───── RECORD EXCERPTS

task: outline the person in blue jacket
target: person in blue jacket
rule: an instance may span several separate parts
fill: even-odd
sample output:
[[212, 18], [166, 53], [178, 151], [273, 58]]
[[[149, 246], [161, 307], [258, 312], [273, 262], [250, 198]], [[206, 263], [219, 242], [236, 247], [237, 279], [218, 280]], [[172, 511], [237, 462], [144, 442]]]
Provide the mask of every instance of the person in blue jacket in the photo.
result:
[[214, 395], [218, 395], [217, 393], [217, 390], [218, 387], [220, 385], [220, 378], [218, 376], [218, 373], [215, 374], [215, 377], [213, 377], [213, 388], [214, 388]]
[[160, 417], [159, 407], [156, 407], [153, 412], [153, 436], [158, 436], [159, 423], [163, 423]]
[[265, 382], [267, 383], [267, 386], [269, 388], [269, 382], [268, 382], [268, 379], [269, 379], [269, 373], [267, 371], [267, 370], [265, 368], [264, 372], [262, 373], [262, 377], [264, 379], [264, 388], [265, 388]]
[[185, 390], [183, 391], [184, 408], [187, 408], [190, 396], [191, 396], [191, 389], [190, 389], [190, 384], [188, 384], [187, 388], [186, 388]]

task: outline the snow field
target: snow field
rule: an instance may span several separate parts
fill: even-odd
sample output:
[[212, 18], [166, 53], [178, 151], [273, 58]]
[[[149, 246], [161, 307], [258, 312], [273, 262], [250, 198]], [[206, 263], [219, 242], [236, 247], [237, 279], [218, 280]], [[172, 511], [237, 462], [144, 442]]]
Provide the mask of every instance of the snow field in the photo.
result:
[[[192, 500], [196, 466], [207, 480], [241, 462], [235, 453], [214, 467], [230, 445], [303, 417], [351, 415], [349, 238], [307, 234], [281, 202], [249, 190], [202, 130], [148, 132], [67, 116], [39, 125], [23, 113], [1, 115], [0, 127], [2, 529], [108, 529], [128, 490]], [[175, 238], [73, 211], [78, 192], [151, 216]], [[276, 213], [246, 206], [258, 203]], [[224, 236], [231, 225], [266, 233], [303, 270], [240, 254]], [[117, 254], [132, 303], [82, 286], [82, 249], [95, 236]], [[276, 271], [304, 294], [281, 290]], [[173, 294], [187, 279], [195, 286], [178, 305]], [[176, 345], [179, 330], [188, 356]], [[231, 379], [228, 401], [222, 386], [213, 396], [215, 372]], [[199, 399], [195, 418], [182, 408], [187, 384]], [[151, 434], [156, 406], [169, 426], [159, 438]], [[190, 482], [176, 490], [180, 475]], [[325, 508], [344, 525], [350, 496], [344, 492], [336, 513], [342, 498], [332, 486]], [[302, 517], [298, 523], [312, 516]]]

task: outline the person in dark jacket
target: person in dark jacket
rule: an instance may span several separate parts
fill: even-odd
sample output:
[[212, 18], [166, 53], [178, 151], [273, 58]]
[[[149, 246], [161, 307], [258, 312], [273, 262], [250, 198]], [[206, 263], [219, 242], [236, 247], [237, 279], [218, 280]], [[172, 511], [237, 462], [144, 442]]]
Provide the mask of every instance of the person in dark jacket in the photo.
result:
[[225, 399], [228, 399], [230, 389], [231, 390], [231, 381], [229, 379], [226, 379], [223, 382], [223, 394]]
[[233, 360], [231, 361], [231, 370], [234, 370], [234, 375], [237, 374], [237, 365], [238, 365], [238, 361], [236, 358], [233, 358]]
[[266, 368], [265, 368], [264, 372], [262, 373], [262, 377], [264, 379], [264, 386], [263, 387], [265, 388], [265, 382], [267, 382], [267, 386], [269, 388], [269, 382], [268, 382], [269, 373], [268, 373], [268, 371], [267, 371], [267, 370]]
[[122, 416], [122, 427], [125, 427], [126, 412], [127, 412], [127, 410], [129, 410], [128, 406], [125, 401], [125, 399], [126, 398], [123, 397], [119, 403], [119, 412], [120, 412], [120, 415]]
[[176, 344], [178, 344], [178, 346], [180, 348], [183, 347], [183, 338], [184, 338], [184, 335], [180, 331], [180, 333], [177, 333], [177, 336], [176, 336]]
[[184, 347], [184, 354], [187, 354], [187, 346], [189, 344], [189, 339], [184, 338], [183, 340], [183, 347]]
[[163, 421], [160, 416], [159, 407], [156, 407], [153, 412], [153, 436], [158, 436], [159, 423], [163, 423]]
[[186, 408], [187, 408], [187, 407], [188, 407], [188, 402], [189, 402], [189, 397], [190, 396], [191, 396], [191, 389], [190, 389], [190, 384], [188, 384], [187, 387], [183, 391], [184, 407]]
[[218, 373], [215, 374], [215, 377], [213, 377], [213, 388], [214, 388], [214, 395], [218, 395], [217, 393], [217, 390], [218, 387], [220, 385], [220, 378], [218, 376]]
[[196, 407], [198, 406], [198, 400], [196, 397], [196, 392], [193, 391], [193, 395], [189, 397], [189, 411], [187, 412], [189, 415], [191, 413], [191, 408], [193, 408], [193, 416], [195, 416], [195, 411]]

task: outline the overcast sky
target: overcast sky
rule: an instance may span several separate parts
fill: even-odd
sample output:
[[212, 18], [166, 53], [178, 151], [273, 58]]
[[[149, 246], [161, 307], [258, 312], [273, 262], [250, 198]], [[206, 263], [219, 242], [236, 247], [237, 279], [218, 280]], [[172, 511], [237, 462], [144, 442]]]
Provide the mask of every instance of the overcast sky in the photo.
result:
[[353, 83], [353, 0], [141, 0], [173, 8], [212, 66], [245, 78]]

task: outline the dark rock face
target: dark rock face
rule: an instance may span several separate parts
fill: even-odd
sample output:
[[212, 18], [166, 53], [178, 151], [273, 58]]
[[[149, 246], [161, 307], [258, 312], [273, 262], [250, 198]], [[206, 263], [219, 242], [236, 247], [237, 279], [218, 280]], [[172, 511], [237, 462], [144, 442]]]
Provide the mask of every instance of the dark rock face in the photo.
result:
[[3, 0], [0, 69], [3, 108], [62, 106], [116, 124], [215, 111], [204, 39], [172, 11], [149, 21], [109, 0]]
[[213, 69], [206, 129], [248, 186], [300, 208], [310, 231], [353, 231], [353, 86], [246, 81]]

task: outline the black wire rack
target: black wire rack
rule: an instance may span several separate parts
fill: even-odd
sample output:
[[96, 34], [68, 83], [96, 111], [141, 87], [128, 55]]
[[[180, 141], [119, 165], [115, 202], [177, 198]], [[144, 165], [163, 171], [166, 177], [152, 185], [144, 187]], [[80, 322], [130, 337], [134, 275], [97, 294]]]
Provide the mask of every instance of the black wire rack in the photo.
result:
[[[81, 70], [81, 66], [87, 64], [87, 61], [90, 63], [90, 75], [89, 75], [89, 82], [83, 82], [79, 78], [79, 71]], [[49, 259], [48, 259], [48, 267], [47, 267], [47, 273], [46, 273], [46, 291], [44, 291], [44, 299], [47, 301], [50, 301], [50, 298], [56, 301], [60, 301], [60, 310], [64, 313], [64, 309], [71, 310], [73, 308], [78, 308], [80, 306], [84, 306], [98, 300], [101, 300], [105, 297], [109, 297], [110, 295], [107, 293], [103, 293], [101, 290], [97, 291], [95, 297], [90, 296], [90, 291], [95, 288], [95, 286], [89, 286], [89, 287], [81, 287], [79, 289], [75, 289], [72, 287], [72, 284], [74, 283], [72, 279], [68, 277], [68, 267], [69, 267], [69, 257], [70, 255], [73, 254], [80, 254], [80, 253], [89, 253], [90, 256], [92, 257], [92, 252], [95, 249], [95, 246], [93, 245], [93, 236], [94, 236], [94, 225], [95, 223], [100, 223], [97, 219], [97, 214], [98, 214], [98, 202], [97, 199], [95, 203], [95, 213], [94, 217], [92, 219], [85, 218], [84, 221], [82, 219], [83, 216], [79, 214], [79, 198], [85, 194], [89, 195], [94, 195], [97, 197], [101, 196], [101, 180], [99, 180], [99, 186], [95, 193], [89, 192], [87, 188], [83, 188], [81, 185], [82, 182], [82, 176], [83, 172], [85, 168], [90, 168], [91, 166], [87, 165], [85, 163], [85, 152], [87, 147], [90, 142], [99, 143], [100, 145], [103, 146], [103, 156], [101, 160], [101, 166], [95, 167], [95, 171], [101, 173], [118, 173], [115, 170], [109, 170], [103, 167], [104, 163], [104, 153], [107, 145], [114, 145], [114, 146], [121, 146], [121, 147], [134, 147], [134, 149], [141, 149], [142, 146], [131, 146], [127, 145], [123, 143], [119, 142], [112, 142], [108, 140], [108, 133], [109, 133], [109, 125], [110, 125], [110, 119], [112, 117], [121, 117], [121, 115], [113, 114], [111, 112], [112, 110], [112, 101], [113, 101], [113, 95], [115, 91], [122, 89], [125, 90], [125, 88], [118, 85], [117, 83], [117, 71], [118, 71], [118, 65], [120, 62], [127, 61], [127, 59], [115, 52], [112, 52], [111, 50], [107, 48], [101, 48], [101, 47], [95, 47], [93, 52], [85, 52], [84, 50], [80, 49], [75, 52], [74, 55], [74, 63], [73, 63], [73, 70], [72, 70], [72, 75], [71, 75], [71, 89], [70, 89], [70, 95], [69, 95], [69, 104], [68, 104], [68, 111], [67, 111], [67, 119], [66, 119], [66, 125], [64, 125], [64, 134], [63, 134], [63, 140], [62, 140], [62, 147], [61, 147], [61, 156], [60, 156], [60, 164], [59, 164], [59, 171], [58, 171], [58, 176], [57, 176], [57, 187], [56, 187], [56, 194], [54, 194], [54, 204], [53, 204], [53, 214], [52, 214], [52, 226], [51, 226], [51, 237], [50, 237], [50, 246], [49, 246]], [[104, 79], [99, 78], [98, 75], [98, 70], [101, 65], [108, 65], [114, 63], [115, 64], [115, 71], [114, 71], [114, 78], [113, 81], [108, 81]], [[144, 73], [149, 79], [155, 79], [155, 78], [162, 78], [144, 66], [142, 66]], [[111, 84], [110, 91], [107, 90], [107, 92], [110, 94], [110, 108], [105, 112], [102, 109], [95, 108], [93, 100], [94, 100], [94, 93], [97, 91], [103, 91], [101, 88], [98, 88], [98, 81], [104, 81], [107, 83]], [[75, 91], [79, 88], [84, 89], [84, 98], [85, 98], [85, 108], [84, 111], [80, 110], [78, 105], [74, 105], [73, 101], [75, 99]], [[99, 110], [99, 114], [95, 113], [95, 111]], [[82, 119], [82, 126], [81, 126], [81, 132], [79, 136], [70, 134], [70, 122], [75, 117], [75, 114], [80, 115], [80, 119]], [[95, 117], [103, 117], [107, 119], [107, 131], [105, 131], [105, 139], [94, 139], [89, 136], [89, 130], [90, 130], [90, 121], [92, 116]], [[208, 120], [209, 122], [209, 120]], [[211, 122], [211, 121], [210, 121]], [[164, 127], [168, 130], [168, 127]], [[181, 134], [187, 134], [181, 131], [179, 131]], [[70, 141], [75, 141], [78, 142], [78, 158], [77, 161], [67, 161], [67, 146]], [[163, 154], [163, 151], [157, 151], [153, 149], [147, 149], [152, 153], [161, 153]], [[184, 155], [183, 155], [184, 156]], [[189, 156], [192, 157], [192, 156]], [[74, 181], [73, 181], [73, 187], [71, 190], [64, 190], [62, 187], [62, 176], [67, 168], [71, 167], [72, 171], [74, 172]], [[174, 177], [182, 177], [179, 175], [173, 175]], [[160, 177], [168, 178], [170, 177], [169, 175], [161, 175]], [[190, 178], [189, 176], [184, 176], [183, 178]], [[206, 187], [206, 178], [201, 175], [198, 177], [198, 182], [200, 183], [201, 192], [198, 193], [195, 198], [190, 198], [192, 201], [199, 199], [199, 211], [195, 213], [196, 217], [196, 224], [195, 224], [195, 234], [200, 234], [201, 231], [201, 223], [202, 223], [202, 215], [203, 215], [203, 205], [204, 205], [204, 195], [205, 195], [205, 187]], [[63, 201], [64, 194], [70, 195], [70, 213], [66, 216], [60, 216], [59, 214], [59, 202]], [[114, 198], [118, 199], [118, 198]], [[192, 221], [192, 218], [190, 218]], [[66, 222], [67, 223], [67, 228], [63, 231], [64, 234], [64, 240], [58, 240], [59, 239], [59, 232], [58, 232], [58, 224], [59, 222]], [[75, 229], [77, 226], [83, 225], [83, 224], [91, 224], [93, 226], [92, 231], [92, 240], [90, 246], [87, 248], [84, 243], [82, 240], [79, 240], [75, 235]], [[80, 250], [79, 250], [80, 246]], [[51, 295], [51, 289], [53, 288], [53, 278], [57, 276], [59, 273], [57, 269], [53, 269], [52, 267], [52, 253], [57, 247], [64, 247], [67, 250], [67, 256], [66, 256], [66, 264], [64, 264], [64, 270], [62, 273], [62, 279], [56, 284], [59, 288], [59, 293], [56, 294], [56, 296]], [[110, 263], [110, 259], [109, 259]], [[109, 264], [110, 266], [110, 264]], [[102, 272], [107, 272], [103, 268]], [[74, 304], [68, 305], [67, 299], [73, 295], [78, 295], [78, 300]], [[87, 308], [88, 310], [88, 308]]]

──────────

Rewrite the stretch from the start of the items through the line containing "388], [186, 388]]", changing "blue" to "red" and leaving everything else as it is.

RESPONSE FOR THIS EXERCISE:
task: outline the person in red jacket
target: person in red jacket
rule: an instance may span several separate parts
fill: even-odd
sample output:
[[212, 18], [166, 53], [178, 151], [273, 58]]
[[[149, 246], [161, 307], [258, 312], [273, 262], [250, 198]], [[206, 263], [219, 242], [236, 247], [237, 279], [218, 280]], [[172, 511], [237, 462], [144, 442]]]
Provide the mask of every instance of the person in red jacket in the photo.
result:
[[214, 395], [218, 395], [217, 393], [217, 390], [218, 387], [220, 385], [220, 378], [218, 376], [218, 373], [215, 374], [215, 377], [213, 377], [213, 388], [214, 388]]
[[160, 417], [159, 407], [156, 407], [153, 412], [153, 436], [158, 436], [159, 423], [163, 423]]
[[265, 382], [267, 383], [267, 386], [269, 388], [269, 382], [268, 382], [268, 379], [269, 379], [269, 373], [267, 371], [267, 370], [265, 368], [264, 372], [262, 373], [262, 377], [264, 379], [264, 388], [265, 388]]
[[185, 390], [183, 391], [184, 408], [187, 408], [190, 396], [191, 396], [191, 389], [190, 389], [190, 384], [188, 384], [187, 388], [186, 388]]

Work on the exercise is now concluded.